**Dataset content**
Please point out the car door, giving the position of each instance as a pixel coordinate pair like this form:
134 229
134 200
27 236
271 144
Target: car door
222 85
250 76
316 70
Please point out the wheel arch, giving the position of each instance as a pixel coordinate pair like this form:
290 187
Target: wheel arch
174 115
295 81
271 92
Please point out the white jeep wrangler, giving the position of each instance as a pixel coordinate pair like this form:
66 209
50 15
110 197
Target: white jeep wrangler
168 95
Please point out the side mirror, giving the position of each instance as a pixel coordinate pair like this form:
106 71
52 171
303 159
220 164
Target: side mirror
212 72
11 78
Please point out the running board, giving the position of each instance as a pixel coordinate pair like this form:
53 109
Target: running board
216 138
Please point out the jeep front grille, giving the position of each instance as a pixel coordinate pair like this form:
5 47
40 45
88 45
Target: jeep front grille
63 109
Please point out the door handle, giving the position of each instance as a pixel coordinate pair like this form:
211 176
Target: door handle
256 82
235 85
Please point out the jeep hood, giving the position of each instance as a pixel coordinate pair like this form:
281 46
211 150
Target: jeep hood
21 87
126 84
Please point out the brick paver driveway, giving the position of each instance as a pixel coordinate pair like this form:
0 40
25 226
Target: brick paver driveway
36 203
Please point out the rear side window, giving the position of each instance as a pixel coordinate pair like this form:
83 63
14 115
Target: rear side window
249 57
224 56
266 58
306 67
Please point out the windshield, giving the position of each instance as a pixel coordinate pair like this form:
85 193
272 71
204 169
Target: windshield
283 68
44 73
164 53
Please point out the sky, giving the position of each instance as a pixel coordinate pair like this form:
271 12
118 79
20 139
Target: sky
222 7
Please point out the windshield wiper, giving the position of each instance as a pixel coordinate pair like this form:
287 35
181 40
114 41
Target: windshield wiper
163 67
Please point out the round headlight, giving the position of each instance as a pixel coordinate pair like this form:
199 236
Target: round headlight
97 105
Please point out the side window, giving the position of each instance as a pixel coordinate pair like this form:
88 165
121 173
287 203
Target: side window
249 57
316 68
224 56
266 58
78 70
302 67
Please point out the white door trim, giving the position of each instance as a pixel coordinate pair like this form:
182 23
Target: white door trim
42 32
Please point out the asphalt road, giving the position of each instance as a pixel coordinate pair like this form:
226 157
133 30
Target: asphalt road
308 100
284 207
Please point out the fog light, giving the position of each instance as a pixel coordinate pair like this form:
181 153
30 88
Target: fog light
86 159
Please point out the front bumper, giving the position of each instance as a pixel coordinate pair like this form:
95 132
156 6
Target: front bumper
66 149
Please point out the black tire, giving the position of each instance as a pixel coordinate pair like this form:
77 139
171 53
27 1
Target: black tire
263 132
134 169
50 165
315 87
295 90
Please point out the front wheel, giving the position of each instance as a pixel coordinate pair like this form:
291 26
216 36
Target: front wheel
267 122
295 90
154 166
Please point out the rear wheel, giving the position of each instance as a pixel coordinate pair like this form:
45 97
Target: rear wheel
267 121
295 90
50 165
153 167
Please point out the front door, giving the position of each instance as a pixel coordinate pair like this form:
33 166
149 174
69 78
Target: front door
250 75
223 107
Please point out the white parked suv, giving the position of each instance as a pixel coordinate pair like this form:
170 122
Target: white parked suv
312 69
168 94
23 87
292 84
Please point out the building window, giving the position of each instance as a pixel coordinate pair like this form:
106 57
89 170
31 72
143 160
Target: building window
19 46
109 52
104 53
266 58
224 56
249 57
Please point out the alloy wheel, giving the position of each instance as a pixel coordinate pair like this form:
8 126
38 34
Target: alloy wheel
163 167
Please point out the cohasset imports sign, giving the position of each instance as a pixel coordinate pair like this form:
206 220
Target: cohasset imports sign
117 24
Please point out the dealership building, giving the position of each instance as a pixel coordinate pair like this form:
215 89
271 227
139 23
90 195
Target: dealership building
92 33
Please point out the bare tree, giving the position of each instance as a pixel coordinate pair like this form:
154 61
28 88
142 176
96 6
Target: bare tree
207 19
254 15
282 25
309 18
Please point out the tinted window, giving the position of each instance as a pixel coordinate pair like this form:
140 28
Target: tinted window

**What is expected**
Line by line, retype the records with no changes.

**Result below**
Please point out the car door, giving the position of each instance as a pixel coordinate pair like this form:
134 229
134 200
27 236
271 144
Target: car door
222 85
250 76
316 70
Please point out the wheel arch, giving the position of each instance as a pixel coordinate pair like this form:
290 187
Target: wheel arch
174 115
295 81
271 92
Please point out the white jeep wrangler, giving the position of each instance as a pixel coordinate pair like this form:
66 209
50 15
110 197
Target: white jeep wrangler
168 95
Please point out the side mirror, giving the position of each instance as a pixel coordinate pair like this form:
106 71
52 171
303 159
220 164
Target: side mirror
212 72
11 78
Please point out the running board, giving the position of each instance as a pixel coordinate pair like this form:
53 109
Target: running board
216 138
Please point out the jeep front grille, giving the position of each instance as a pixel coordinate pair like this form:
5 47
40 45
88 45
Target: jeep front grille
63 109
Please point out the door handle, giving the position of each instance as a pixel coordinate pair like this form:
211 176
Target: door handle
256 82
235 85
Please point out the jeep hood, giving the position of each instance as a pixel coordinate pair like this form:
281 46
211 150
Target: jeep hood
21 87
126 84
Please point out the brick paver driveway, giving the position of each instance as a pixel coordinate pair like this form:
0 40
25 226
Target: brick paver driveway
36 203
Please point out the rear side window, giving the position of each instance as a pixel coordinate pair like this form:
83 63
14 115
Target: rear side window
249 57
224 56
266 58
306 67
Please point out the windshield, giving the position of each instance as a pixel coordinate pair like this form:
85 193
272 71
204 169
Target: windshield
283 68
44 73
164 53
Please point out the sky, giving the position of each instance as a pixel coordinate pair like this form:
271 12
118 79
20 139
Target: sky
222 7
Please point out the windshield wiper, giving the position of each instance as a pixel coordinate pair like this form:
287 35
181 40
114 41
Target: windshield wiper
163 67
Please point out the round headlight, giving the position of each instance as a pixel coordinate pair like this form:
199 236
Target: round headlight
97 105
Please point out the side window, giving the position of each instance as a pixel coordinate pair like this form:
88 165
121 173
287 203
Target: side window
249 57
316 68
224 56
266 58
78 70
302 67
Please point out the white door trim, giving the position of each instance as a pixel coordinate pair like this form:
182 23
Target: white door trim
42 32
Please point out the asphalt road, giving the position of each instance as a pixel coordinate pair like this form:
226 157
133 30
Target: asphalt road
308 100
284 207
Please point out the fog light, giving the position of each instance as a pixel coordinate pair like this form:
181 153
30 88
Target: fog light
86 159
Please point out the front bumper, giving the position of each instance as a pixel coordinate pair like this form:
95 132
156 6
Target: front bumper
66 149
Please point out the black tire, giving the position of each instance as a pixel coordinate pair like this form:
77 139
171 53
27 1
Target: black tire
263 132
134 169
50 165
315 87
295 90
Please point out the front wheel, giving the position of each instance as a pixel coordinate pair like this form:
291 26
216 36
Target: front wheel
267 122
295 90
154 166
Please point out the rear wheel, giving the position of each instance as a pixel coordinate pair like this form:
45 97
Target: rear wheel
267 121
295 90
50 165
153 167
Please point out the front door, giving the position of each instance as a pixel coordinate pair like this form:
33 166
149 174
69 78
Target: front door
250 75
223 107
Please point out the white parked suv, giving the position of each instance as a pixel coordinate pair like this form:
170 122
Target: white parked suv
312 69
168 94
23 87
292 84
Please point out the building window, giving the position of each instance as a pixel coordinate pair like this form:
106 57
89 170
31 72
143 160
Target: building window
19 46
109 52
104 53
266 58
224 56
249 57
Please point out the alloy wheel, giving the position of each instance as a pixel coordinate pair like this form:
8 126
38 34
Target: alloy wheel
163 167
Please point out the cohasset imports sign, giving the position of each instance as a pixel coordinate pair like this form:
206 220
Target: cohasset imports sign
117 24
Please point out the dealership building, giving the position of each instance as a pixel coordinate pair like this form:
215 89
271 227
139 23
90 195
Target: dealership building
92 33
Please point out the bare tree, giving the position of each instance as a pixel coordinate pair like this form:
154 61
28 88
142 176
96 6
Target: bare tree
207 19
254 15
282 25
309 18
Please point out the tinted window, giving the position of each instance as a pixel coordinate pair like this form:
140 28
Target: tinted window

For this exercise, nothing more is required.